## DATA SHOWN
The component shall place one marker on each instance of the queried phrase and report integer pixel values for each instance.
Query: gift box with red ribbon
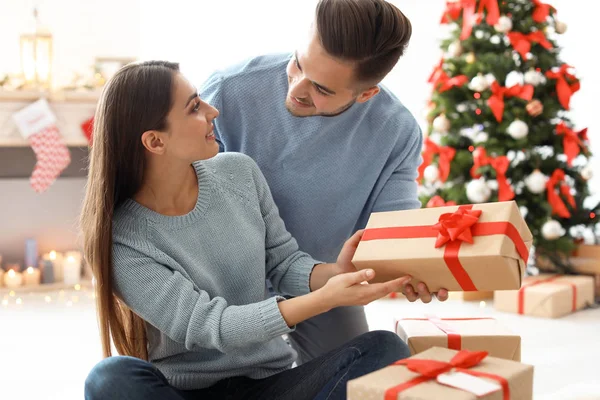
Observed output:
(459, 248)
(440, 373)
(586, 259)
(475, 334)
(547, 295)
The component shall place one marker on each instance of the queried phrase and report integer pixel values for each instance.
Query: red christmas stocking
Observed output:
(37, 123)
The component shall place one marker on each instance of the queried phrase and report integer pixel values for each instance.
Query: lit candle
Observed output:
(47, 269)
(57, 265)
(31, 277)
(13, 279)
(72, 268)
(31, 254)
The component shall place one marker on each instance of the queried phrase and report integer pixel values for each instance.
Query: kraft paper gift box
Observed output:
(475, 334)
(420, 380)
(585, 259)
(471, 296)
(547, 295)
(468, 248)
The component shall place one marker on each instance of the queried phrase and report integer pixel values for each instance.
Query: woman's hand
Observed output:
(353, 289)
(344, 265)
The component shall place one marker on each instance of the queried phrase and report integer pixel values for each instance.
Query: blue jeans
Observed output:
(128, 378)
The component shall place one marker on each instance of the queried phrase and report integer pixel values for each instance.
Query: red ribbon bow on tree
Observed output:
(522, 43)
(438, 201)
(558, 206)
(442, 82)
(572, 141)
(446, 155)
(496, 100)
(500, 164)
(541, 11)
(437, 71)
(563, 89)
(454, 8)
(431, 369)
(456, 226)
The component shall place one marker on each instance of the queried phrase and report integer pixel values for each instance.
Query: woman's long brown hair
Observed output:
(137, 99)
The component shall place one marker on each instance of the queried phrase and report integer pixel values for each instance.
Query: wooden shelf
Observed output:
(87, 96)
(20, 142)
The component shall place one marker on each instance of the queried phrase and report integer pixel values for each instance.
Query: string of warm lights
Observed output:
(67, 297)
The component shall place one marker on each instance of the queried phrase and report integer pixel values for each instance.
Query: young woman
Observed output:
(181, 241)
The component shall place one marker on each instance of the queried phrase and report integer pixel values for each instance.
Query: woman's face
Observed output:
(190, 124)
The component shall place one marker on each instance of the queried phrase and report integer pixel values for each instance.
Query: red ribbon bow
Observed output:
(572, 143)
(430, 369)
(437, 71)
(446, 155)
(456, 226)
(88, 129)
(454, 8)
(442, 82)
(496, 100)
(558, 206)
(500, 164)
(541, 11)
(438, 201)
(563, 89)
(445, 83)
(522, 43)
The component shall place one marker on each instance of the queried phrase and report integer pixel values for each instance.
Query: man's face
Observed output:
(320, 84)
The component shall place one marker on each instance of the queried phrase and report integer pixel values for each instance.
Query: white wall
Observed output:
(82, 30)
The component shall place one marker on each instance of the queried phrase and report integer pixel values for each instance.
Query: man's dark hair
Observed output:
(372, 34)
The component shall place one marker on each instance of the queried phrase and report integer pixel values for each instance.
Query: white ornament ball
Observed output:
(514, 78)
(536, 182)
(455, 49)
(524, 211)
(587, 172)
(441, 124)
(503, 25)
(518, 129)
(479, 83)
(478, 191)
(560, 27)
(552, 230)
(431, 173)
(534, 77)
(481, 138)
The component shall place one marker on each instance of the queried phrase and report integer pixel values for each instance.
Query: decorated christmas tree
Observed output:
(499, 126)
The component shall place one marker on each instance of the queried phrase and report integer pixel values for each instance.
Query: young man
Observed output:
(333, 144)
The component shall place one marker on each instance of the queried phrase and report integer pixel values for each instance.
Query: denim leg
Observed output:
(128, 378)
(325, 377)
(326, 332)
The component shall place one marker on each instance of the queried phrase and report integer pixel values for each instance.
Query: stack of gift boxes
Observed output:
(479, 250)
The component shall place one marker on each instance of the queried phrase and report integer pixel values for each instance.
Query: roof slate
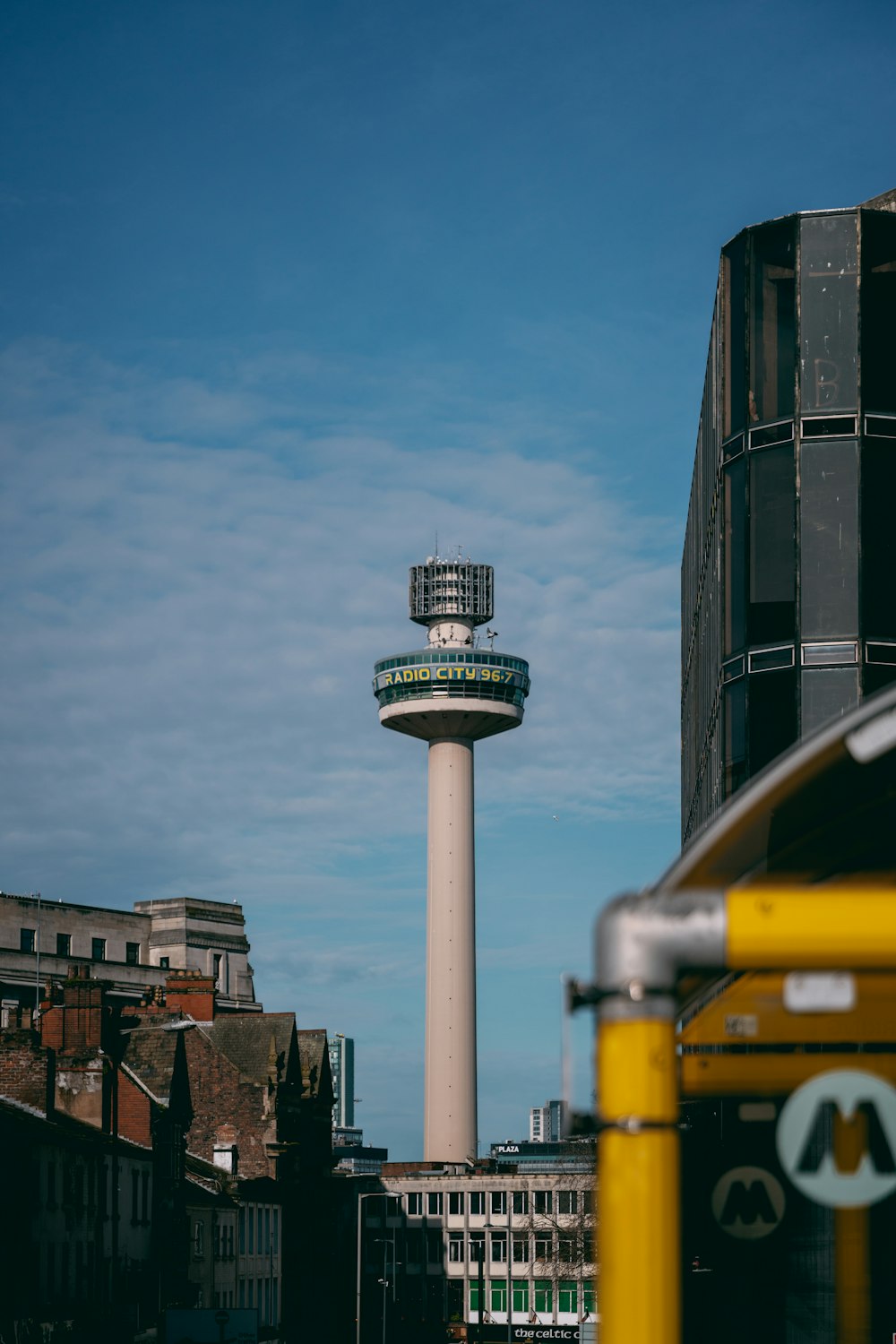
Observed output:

## WORK REQUIRED
Omit the pictures, then output the rest of the listing exactly.

## EXERCISE OUTPUT
The component shall place one marker on each instance of the queried phrase and report integer pixel values for each instance.
Query: gift box with red ribbon
Observed output:
(459, 248)
(440, 373)
(586, 259)
(475, 334)
(547, 295)
The component shall place one marker on each instance of the queried phrase and report integer pixel values for each instance.
Query: red christmas stocking
Observed output:
(37, 123)
The component shall place one marker on each instance of the queried phrase and report integer pixel values for each instance.
Query: lit candle
Observed output:
(47, 269)
(57, 265)
(31, 277)
(13, 279)
(72, 268)
(31, 254)
The component shall place one marker on each instance of the queried phrase and report integer pixel values for each instance.
Query: kraft paper gift box
Observed output:
(475, 334)
(420, 380)
(585, 259)
(471, 296)
(547, 295)
(468, 248)
The component shall place one marker on each instance of the queried phrase and report integer pixel values for each instance.
Query: woman's hand
Observed output:
(353, 289)
(344, 265)
The component shall place one marker on each instance of the queried phrase and report integer pixel values for each instance.
Query: blue jeans
Observed output:
(128, 378)
The component shall place one marker on each instance of the queried phrase and report integer pixel values for each instance.
Query: red ribbon bow on tree
Observed output:
(522, 43)
(438, 201)
(558, 206)
(442, 82)
(572, 141)
(446, 155)
(496, 100)
(500, 164)
(541, 11)
(437, 71)
(563, 89)
(454, 8)
(431, 369)
(456, 226)
The component shall place one marker on each instance of the queried phrase and report integer pixel values for each instance.
Query: woman's long brown hair
Observed output:
(137, 99)
The component shall place one marker on each instance of the queried phrase and report integer pixel values for each instance.
Query: wooden shelf
Observed output:
(87, 96)
(20, 142)
The component shall place one marker on each instance of the queried phrase and report integer pixel values for each instance.
Query: string of warm lights
Observed output:
(67, 297)
The component shall place one marker on each instance of the queried phrase and report integer pixel values for each instance.
Query: young woman
Observed output:
(181, 241)
The component shall place one marker on each instance of the queried phrase and report integer pixel values for each instance.
Query: woman's face
Observed output:
(190, 124)
The component shall place one marker on each instance of the queried phrase and report integer pixel values for each instance.
Query: red ribbon bow
Observed output:
(572, 143)
(430, 369)
(437, 71)
(446, 155)
(456, 226)
(88, 129)
(454, 8)
(442, 82)
(496, 100)
(558, 206)
(500, 164)
(541, 11)
(438, 201)
(563, 89)
(445, 83)
(522, 43)
The component shall place one marker on each instance of the queried phrase and report integer pixel values for each instance.
Query: man's face
Observed output:
(320, 84)
The component shall place one marker on each instance of the queried phrase and report integer pixel values for each instance.
Query: white wall
Observed output:
(82, 30)
The component shall place one marker on each instance of the queried phrase and report integer pixel values for each instance.
Query: man's dark hair
Observed output:
(372, 34)
The component shall place one marker on each instance of the queried phrase and report integer pixel values for each instance.
Query: white ornament ball
Observed output:
(514, 78)
(536, 182)
(455, 49)
(524, 211)
(587, 172)
(441, 124)
(503, 25)
(518, 129)
(479, 83)
(478, 191)
(560, 27)
(552, 230)
(431, 173)
(534, 77)
(481, 138)
The component shall place one marker on each instance of the queried phrase and report integer pixel values for each instance.
Query: decorated christmas tree
Observed output:
(499, 126)
The component shall place one marker on each instance of the queried phrase and report integer pixel values for each instance.
Query: young man
Observed output:
(333, 144)
The component shall place one marker on each instance of the queried phrase and report integer pixel values for each instance.
Query: denim leg
Observed output:
(128, 378)
(325, 377)
(326, 332)
The component shall place one marker on each instance of the queried phrase and report integer pixel values for each instance.
Query: stack of gift boxes
Observed output:
(479, 250)
The component shall place one marker on each instance of the queried phrase and report integer pixel values for each instance.
Query: roof slate
Observed output:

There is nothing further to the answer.